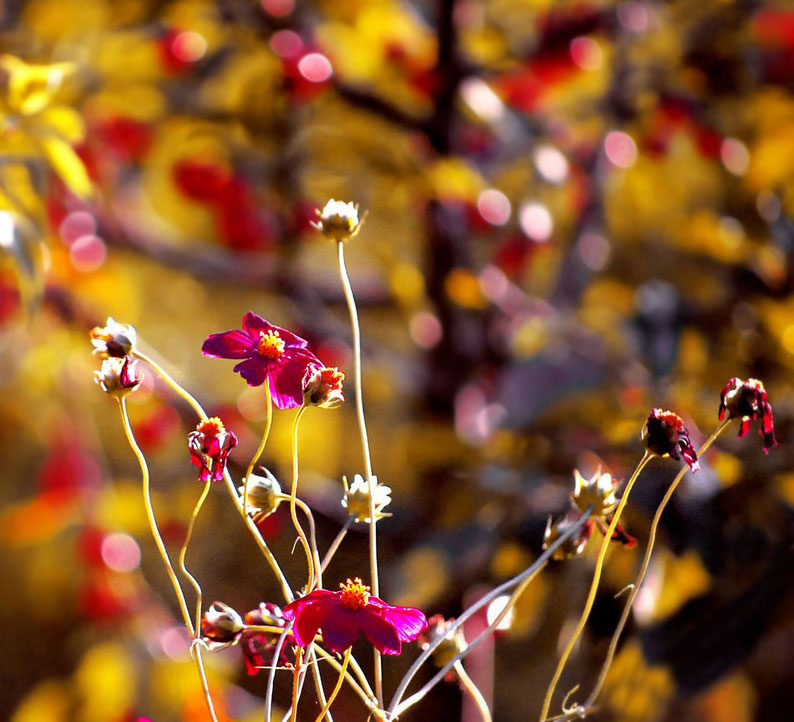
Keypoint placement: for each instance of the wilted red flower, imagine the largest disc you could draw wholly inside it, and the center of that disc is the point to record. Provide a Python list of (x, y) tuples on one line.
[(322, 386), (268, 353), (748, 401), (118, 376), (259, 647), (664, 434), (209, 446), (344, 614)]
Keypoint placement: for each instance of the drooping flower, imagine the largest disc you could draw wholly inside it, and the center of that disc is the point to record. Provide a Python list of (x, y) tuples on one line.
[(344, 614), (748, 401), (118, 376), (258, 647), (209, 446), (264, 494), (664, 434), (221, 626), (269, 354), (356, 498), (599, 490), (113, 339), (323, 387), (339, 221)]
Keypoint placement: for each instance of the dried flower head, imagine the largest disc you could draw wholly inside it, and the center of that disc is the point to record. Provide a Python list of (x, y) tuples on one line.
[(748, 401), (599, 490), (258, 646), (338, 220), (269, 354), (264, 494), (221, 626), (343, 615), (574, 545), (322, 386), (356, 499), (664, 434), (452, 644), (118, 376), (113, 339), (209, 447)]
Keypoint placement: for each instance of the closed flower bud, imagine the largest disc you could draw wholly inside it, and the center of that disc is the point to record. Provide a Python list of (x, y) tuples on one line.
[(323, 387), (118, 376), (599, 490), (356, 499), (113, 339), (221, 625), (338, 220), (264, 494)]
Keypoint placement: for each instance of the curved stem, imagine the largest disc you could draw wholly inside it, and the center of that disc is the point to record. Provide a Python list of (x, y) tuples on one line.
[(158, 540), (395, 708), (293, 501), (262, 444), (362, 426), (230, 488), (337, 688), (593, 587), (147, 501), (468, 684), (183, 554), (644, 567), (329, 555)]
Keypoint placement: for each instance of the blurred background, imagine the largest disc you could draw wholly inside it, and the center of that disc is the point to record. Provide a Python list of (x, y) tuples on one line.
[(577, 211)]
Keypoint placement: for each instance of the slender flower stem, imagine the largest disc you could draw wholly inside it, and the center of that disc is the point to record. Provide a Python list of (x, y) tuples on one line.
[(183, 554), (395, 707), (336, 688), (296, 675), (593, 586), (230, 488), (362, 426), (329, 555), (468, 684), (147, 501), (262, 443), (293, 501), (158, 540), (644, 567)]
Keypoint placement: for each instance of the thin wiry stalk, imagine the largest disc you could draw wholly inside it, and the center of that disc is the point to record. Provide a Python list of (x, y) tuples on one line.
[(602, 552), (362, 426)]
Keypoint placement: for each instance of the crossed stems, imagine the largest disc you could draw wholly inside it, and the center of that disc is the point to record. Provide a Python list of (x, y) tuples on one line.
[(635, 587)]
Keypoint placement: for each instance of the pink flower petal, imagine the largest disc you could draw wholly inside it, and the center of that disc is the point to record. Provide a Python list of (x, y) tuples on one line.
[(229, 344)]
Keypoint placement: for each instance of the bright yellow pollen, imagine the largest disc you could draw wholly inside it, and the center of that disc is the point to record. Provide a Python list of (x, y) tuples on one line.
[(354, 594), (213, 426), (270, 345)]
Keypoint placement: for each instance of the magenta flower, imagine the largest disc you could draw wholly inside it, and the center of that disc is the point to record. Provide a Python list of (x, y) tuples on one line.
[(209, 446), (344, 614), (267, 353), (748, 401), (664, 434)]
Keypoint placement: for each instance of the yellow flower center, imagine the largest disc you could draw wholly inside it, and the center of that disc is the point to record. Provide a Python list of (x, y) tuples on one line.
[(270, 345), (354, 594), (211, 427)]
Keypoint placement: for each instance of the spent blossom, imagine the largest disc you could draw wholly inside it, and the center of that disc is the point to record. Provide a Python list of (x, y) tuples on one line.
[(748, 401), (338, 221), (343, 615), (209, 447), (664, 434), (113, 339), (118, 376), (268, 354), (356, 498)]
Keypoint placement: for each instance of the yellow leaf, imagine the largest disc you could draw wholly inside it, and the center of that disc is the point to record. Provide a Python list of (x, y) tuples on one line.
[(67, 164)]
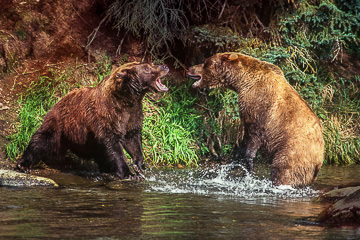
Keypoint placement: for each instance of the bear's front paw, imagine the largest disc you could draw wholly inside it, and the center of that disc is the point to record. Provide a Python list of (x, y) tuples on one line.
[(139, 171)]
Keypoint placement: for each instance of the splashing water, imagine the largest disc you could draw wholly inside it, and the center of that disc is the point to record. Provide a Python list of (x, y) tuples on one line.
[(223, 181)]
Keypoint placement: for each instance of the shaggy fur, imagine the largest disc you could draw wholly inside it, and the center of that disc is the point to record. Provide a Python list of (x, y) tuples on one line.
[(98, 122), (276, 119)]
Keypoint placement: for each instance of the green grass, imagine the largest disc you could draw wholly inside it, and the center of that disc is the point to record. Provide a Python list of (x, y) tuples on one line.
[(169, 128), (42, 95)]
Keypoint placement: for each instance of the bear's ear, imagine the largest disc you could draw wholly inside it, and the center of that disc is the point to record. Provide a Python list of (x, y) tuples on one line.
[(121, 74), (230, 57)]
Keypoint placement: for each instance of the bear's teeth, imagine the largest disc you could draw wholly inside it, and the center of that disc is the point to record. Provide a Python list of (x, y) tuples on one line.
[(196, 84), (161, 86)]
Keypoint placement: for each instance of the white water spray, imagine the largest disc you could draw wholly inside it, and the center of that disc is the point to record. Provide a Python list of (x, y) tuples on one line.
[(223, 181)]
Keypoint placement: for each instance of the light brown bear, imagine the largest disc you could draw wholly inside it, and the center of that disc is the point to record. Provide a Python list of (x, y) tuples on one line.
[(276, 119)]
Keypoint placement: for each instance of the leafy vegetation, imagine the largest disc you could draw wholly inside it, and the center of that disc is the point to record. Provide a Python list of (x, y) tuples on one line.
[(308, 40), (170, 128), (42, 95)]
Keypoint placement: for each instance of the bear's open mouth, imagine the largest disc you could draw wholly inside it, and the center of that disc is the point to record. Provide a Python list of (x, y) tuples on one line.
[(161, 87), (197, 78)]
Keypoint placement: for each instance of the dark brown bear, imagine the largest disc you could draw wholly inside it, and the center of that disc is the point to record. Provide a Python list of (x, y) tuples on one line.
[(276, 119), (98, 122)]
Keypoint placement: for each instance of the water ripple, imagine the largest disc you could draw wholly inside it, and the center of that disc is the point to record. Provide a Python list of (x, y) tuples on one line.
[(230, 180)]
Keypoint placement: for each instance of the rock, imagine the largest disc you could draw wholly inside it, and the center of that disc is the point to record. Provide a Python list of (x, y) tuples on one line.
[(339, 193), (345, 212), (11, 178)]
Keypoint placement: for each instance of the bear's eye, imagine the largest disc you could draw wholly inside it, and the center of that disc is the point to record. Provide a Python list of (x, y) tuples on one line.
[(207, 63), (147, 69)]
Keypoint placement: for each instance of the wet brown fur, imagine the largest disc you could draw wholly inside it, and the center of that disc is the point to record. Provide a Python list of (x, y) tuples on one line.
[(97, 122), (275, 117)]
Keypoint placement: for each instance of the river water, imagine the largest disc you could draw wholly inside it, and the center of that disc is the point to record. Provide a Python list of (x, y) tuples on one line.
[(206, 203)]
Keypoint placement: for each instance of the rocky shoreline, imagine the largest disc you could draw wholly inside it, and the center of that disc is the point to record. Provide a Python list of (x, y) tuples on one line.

### AIM OF THE TASK
Each record, word for word, should be printed again without its pictures.

### SOLVED EXERCISE
Keypoint placement: for each instance of the wilted red flower, imagine the largest disc you could draw wholly inside it, and the center of that disc is the point to record. Provide a Python list of (x, y) tuples on one line.
[(322, 386), (268, 353), (748, 401), (118, 376), (259, 647), (664, 434), (209, 446), (344, 614)]
Keypoint placement: for each instance of the drooping flower, imagine the largest disc you could draw wholly inside it, and the center of that disc is the point to record. Provide a Python list of (x, y) tuples on one line.
[(344, 614), (748, 401), (118, 376), (258, 647), (209, 446), (264, 494), (664, 434), (221, 626), (269, 354), (356, 498), (599, 490), (113, 339), (323, 387), (339, 221)]
Keypoint placement: for each instance of the dried flower head, imagine the largest disc you could draw wholly inside it, and the center of that disc is the point to record. Provide a Python list of (x, y) tuples on one line.
[(748, 401), (599, 490), (258, 646), (338, 220), (269, 354), (264, 494), (221, 626), (343, 615), (574, 545), (322, 386), (356, 499), (664, 434), (452, 644), (118, 376), (113, 339), (209, 447)]
Keypoint placement: for each instance of the closed flower bud, imagine the largest disc you could draw wholly inside it, and the center of that disc is the point to record. Provide a Python list of (x, y) tuples on one line.
[(323, 387), (118, 376), (599, 490), (356, 499), (113, 339), (221, 625), (338, 220), (264, 494)]
Keypoint placement: for each instance of the curved stem, imagine the largest disc you could draw wholly inside it, and the center of that disc is the point to record. Provide a Python list of (x, y) tuples on one line.
[(158, 540), (395, 708), (293, 501), (262, 444), (362, 426), (230, 488), (337, 688), (593, 587), (147, 501), (468, 684), (183, 554), (644, 567), (329, 555)]
Keypoint placement: for each instance of the blurred background, imagine the largest disc you could draw wholly inside it, and the center of that disc is the point to record. Provide a Python list of (x, y) tuples on one line.
[(577, 211)]
Keypoint placement: for each instance of the slender flower stem, imagine the largest disc you could draw wholly inside it, and the center of that disc is the point to record. Provide a Python list of (x, y) tuples on one line.
[(183, 554), (395, 707), (336, 688), (296, 675), (593, 586), (230, 488), (362, 426), (329, 555), (468, 684), (147, 501), (262, 443), (293, 501), (158, 540), (644, 567)]
Keypoint placement: for each instance of the thin wiry stalk, imagine the largest disc you could draw wholly inside it, and the center of that disc is the point to record. Provide a Python list of (x, y) tuples on one line.
[(602, 552), (362, 426)]
Keypoint placement: for each instance of the crossed stems, imagine the largest disc you could draw wholly inside it, and the center of that disc is the point to record. Provide a Python list of (x, y) tuples on one line.
[(635, 587)]
Keypoint placement: for each instance of the pink flower petal, imagine the largest disc you could draw wholly inside it, and the center of that disc is the point to record. Provide a Python list of (x, y) tuples on one line.
[(229, 344)]
Keypoint placement: for each instance of the bright yellow pollen, imagine the largest disc you could draw wholly inside it, and the center of that disc is the point to record. Provide a Python list of (x, y) tuples on one line.
[(354, 594), (213, 426), (270, 345)]
Keypoint placement: for each instance of the magenta flower, imagine the largest disc you could draw wholly inside it, and the center of that disc is the point to record. Provide a Python list of (x, y) tuples on one line.
[(209, 446), (344, 614), (267, 353), (748, 401), (664, 434)]
Keypoint placement: for each instance of the yellow flower center, imagine the largest disc you could draw wholly inside it, and the center of that disc is the point to record. Provide a Python list of (x, y) tuples on one line.
[(270, 345), (354, 594), (211, 427)]
Keypoint placement: for each instance of the spent blossom, imagine the largest disc you could draw wholly inside it, and the center of that disc is the point to record. Provide a Python list of (x, y) tuples on one line.
[(748, 401), (338, 221), (343, 615), (209, 447), (664, 434), (113, 339), (118, 376), (268, 354), (356, 498)]
Keypoint placement: for each instance of the yellow leaf, imagine the largest disc you could draw wholly inside it, and the center of that disc is the point to record. Provide a Python list of (x, y) tuples on one line.
[(67, 164)]
Keypoint placement: for each instance of the bear's front paw, imagine the largest disc you could draw wholly inside it, and the center of that disc is the point to record. Provide a Python list of (x, y) tuples on one line.
[(139, 171)]
Keypoint placement: for each instance of the splashing water, imagine the largest disc you could draw wholly inside it, and the center of that disc is the point to record. Provide a Python list of (x, y) tuples on one line.
[(223, 181)]
Keypoint placement: for each instance of the shaggy fur, imagine the largest disc you could draw wholly inside it, and the center of that disc is the point to record. Provide a Python list of (x, y) tuples on one line.
[(98, 122), (276, 119)]
Keypoint placement: for each instance of the green grass, imagine the largest disc you could draw wholly inside it, and the center of that disc is the point to record. Provide a Python list of (x, y) tuples on one line.
[(169, 128), (42, 95)]
Keypoint placement: for each instance of the bear's ear, imagine the largest disc you could draw wholly inside it, and the center of that disc is the point to record. Provide a Python list of (x, y) tuples on one line.
[(121, 74), (230, 57)]
Keypoint placement: for each instance of the bear's teeth, imagine the largest disc you could draw wholly inside it, and the center of that disc is the point to record. Provide a Python list of (x, y) tuples on one line.
[(196, 84), (161, 86)]
Keypoint placement: for each instance of the white water spray, imagine the largest disc you could draw wholly inside it, and the center of that disc is the point to record. Provide a Python list of (x, y) tuples on one line.
[(223, 181)]
Keypoint placement: for each instance of the light brown bear, imagine the largest disc you could draw wholly inside it, and the center of that disc is the point to record. Provide a Python list of (x, y) tuples on one line.
[(276, 119)]
Keypoint placement: for each instance of the leafy vegetation, imagine the largest disc you could draw wholly inside it, and the center of that disc is the point to record. Provide a Python list of (x, y) tuples on one line.
[(308, 40), (170, 128), (42, 95)]
Keypoint placement: for each instance of the bear's open mouth, imagine the largest disc you could draw wholly inside it, and the center of that disc is the point to record. Provide a Python list of (x, y) tuples on one line.
[(161, 87), (197, 78)]
Keypoint placement: for each instance of the dark brown bear, imagine the largest disc you could draw wholly inside it, and the center of that disc is the point to record. Provide a Python list of (x, y) tuples on one line.
[(276, 119), (98, 122)]
Keypoint placement: for each instance of the water ripple, imagine the largest disc you could draw wholly inside it, and the center of that disc is the point to record. Provide a Python list of (x, y) tuples on one line.
[(230, 180)]
Keypoint placement: for each instance of the rock, imagine the largest disc you could draw wholly inside it, and the center of that disc is the point to record. Provide a Python list of (x, y) tuples on one line.
[(339, 193), (345, 212), (11, 178)]
Keypoint placement: for each instance of the bear's eye, imagine the largest disc you could draw wholly inside it, and the center of that disc is the point to record. Provide a Python list of (x, y) tuples on one line.
[(207, 63), (147, 69)]
Keypoint placement: for each instance of the wet brown fur, imagine the largest disc you could draw wholly inside it, and the center of that disc is the point to record. Provide a Python list of (x, y) tuples on one line.
[(97, 122), (275, 117)]
Keypoint placement: for each instance of the river water, imagine the largest disc you could draw wholly inside it, and the center of that disc is the point to record. Provide a Python list of (x, y) tuples on one line.
[(206, 203)]
Keypoint placement: for each instance of the rocky shoreline, imagine the largest disc you could draw wholly inside it, and the center of that disc is the point to record. Provide a Python list of (x, y) tuples on one line.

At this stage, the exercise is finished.